PASSAGE TO READ:
In the same style, one must also take in account well made "rootkits" which generally contain a SSH deamon to make a discreet return to your system, but with a few modifications: it doesn't listen on port 22 of course, it has the delicacy to stop logging, it's named by an ordinary deamon ( for example httpd), also invisible for a "ps" command (which also has been somewhat modified by the rootkit).
On the contrary, one must not be too worried by the danger that can represent a SSH deamon which could let intruders be even more undercover: you know (I hope) that it is possible to put anything in almost anything in IP, including "misappropriation" of the essential protocols via a firewall: HTML tunneling, ICMP tunneling , DNS tunneling, .... So don't turn on your computer if you want a 100% secure system ;-).

SUPPLIED DATA:
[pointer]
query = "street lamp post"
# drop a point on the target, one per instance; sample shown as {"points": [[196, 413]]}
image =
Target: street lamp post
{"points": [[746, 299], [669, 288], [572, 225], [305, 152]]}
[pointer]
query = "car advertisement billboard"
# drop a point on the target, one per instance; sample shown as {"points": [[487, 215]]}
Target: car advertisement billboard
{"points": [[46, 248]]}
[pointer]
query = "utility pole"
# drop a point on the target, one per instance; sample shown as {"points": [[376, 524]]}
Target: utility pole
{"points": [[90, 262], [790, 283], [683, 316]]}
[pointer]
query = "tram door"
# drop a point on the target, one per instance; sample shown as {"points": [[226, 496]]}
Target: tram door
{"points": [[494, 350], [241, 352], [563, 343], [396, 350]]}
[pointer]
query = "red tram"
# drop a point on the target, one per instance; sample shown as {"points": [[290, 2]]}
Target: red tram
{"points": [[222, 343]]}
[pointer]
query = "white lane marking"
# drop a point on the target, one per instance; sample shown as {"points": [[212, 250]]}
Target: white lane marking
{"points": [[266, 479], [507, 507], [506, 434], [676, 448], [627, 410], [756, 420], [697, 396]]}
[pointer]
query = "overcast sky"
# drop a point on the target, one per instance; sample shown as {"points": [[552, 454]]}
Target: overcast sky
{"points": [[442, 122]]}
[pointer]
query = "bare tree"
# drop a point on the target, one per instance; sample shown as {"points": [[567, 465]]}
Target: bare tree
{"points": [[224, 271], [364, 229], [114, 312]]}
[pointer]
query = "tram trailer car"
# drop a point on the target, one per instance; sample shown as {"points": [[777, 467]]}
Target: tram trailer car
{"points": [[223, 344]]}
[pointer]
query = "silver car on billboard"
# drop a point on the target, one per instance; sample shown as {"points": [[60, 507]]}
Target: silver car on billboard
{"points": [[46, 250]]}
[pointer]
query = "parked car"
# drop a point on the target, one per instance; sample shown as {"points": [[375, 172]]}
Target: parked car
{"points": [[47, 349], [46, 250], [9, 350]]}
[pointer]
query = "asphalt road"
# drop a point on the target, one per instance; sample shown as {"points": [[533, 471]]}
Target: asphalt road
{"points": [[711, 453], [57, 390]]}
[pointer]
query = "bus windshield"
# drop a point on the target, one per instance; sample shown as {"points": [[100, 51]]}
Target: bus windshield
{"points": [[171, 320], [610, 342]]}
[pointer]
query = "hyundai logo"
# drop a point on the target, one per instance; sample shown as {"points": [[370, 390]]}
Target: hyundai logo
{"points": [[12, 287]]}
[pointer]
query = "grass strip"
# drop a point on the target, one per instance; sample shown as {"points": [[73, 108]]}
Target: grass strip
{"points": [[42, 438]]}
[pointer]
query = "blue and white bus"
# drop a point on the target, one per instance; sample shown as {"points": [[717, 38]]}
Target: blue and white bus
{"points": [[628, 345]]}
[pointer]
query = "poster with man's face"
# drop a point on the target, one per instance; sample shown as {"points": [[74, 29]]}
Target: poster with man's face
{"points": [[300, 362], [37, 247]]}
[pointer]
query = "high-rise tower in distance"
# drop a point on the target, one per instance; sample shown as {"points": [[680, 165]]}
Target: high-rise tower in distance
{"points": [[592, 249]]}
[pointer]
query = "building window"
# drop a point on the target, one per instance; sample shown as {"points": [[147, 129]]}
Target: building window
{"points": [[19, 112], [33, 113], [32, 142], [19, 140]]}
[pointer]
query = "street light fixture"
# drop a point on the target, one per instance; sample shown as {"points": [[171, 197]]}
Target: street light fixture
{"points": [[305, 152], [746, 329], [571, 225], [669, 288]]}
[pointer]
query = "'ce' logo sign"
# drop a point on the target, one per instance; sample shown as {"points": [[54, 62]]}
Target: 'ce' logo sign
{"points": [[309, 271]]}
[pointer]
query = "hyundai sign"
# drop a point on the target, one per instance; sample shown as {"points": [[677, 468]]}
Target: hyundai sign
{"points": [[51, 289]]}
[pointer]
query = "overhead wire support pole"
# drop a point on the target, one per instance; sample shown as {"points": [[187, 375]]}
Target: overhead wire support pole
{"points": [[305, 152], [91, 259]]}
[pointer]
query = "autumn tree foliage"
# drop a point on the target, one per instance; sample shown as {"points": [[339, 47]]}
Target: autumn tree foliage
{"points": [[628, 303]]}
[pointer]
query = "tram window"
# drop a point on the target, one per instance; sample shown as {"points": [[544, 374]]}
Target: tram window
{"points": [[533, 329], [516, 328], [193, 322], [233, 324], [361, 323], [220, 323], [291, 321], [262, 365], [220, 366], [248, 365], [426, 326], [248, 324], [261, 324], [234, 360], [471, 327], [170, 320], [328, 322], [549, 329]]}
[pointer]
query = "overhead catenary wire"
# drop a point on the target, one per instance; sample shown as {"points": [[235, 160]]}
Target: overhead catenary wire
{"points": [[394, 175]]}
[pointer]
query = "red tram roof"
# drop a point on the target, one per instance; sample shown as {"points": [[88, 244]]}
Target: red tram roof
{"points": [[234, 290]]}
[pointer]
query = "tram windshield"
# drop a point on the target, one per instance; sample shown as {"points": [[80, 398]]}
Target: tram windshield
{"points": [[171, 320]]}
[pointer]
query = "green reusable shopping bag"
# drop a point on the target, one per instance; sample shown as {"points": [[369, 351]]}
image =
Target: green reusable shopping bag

CHALLENGE 1: Select every line of the rows that contains the string "lamp" and copy each one.
CHALLENGE 2: Pick up the passage on SSH daemons after its final sentence and continue it.
The passage on SSH daemons has no connection to the rows.

TASK ANSWER 1:
query = "street lamp post"
Target: street lamp post

TASK ANSWER 2:
SSH is not exempt of security "loopholes" derived from the implementation (many have been corrected in the past, as there is no perfect program), but also at the protocol level. These "loopholes", even though they may be announced as very alarming, generally concern weaknesses that are difficult to employ being technically complex to manipulate: One must keep in mind that the security incidents that could have been avoided by the use of SSH are daily, whereas those shown to be caused by weak points of SSH are somewhat theoretical. It should be interesting to read the study concerning "man in the middle" attacks: http://www.hsc.fr/ressources/presentations/mitm/index.html. Nevertheless it will be necessary to take in account these potential vulnerabilities for "high security;" applications (banking, military, ...), where the means used by the cracker, highly motivated by the stakes and the profits, can be considerable.
The aggressor intercepts the packets from both sides, and
generates his packets to deceive each side
(different scenarios are possible, to the extent of
terminating the connection on one side,
and continuing with the other side making it believe it is the
normal partner)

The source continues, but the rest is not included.